Text shown:
• • •
A Well, I had taken the position by this point that I could not back down from the organization. I thought that I was being terrorized. And I made the conscious decision along with my wife to take a stand.

I felt, particularly regarding Tonja, that –

I had a great deal of responsibility in the Tonja matter.

Tonja was a young girl on board the ship. She had been for a period of time my junior when we were working in the LRH External Calm Unit at Dunedin.


I have been her guardian along with my first wife. We had been appointed sort of a quasi-legal guardian of some sort, and I felt that she had gone through a very, very rough experience and she deserved my support and my help at that point, and I wanted to do whatever I could to rectify the wrongs which I perceived that the organization was involved in and which I had helped over my 11 or 12 years inside.

Q Now, at that point in time, were you being followed during the sumer of 1982?

THE COURT: Well, did you believe you were being followed?


Q BY MR. FLYNN: And when you made this decision to not back down from the organization, were you contacted by various people in the media during the summer of 1982?

A The initial contact was, I guess, in the end of May, beginning of June, and that was the producer from "20/20," and I agreed at that point to be interviewed on "20/20." And I also made the conscious choice, along with my wife, to assume a high profile and to be willing to be interviewed and to be willing to speak out and say what I perceived was the truth of the matter simply because I felt that there was a higher degree of protection in doing that, and that the facts needed to come out, the other side of the story needed to be told, and that I had an obligation after all that had gone on, so that was the choice.

Thereafter, the press — there was no further


contact for a while, and then I was contacted almost on a daily basis throughout several months after the case got started.

Q When you say a "higher degree of protection," do you mean protection to yourself?

A Myself and my wife.

Q And what did you feel with regard to having a high profile, as you put it, in connection with protecting yourself?

A Well, the information about the organization was — a lot of it was contained in my mind, a lot of it was contained in the documents, and I felt that the — I would alleviate to a degree the threat that I might do something by doing it, and also that by being known, by being willing to speak out and by being recognized, if anything did happen or rather the organization would be more reluctant to do anything of a very serious nature because I was known to the press and because I was a known individual at that point.

Q Now, at that point in time, how many people had you known that had actually been physically locked up by the organization?

A I knew of probably several dozen. I don’t know that I could name all of those people, but I knew that it was a regular pattern of conduct, so there is a great number throughout all that time.

Q And in November 1981, did you know that Bill Franks, the supposedly highest ranking official in the world of the Church of Scientology, had been physically locked up


in Gilman Hot springs?
• • •
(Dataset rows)
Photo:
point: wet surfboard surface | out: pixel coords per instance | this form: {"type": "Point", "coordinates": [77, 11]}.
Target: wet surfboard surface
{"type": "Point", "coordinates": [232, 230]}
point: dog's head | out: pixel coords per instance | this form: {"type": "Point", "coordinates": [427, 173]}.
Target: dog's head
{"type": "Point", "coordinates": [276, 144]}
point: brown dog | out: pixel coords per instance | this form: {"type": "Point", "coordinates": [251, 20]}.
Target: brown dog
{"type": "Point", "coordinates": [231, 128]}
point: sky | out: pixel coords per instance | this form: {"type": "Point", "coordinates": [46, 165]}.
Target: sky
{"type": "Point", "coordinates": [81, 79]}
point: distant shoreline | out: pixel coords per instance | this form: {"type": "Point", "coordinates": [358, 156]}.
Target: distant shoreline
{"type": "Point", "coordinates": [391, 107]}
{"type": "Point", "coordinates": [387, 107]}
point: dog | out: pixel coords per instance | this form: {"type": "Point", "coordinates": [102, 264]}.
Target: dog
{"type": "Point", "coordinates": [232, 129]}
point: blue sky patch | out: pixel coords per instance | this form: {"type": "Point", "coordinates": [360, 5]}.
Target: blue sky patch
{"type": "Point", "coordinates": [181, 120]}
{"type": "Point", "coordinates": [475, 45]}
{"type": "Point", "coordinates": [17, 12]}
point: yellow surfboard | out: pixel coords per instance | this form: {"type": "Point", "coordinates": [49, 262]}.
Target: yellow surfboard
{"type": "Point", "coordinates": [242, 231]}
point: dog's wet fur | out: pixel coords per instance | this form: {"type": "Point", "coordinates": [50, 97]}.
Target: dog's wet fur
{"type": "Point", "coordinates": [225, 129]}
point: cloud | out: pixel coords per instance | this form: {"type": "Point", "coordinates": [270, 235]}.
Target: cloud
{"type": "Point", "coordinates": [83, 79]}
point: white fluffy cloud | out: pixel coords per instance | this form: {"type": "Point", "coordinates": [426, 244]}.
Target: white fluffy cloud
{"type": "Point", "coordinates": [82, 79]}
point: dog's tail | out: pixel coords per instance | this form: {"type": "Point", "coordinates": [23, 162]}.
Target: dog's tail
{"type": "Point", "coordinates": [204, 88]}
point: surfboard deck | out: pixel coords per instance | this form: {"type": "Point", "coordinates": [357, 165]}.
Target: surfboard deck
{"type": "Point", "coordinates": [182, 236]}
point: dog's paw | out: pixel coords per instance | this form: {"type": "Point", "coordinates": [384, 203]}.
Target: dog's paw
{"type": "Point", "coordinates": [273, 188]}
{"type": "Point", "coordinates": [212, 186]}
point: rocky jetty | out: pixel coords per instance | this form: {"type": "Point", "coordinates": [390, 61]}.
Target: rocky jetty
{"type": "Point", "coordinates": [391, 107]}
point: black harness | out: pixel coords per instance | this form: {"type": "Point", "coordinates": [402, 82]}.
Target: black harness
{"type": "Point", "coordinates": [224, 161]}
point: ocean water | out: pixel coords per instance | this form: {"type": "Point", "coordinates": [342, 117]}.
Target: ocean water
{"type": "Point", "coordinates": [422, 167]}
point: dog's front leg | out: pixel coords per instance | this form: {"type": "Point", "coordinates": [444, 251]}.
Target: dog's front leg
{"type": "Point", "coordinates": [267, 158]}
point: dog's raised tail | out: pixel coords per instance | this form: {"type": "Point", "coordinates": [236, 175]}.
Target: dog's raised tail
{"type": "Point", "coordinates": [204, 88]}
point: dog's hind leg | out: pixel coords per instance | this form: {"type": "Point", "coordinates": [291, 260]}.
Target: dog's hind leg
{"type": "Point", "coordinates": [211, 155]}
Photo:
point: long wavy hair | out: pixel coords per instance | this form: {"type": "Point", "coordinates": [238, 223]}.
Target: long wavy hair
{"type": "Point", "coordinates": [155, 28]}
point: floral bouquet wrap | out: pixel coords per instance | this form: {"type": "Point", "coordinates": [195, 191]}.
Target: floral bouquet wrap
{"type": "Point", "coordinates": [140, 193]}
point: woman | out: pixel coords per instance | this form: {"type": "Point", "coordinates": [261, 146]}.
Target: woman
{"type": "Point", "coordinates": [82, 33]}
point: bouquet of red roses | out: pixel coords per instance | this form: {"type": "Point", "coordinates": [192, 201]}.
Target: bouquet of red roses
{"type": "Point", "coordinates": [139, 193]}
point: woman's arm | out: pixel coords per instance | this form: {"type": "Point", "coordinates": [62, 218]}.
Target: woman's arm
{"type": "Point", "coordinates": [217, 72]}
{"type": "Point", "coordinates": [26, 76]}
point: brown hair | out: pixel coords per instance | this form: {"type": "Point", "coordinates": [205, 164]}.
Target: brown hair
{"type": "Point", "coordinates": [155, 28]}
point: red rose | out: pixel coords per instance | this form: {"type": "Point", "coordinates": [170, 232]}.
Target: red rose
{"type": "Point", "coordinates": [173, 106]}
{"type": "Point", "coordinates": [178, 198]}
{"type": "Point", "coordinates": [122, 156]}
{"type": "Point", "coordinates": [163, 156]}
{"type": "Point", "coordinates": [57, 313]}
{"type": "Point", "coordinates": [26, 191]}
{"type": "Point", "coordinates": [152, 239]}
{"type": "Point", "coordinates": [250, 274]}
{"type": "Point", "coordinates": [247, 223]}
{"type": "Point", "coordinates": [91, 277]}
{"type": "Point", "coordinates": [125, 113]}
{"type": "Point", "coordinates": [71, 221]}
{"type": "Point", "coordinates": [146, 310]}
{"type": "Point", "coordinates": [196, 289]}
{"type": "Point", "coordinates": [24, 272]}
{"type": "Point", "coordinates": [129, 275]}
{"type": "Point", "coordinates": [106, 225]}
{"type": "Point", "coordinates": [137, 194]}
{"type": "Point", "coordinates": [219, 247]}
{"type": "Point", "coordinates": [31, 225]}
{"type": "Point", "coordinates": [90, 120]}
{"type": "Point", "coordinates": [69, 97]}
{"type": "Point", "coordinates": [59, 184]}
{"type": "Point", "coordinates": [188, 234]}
• • •
Instructions:
**A.** In the testimony transcript, who made the initial media contact at the end of May or beginning of June?
**B.** Copy out the part of the testimony transcript between "A Well, I had" and "the Tonja matter.", inclusive.

Task answers:
**A.** The producer from "20/20."

**B.**
A Well, I had taken the position by this point that I could not back down from the organization. I thought that I was being terrorized. And I made the conscious decision along with my wife to take a stand.

I felt, particularly regarding Tonja, that –

I had a great deal of responsibility in the Tonja matter.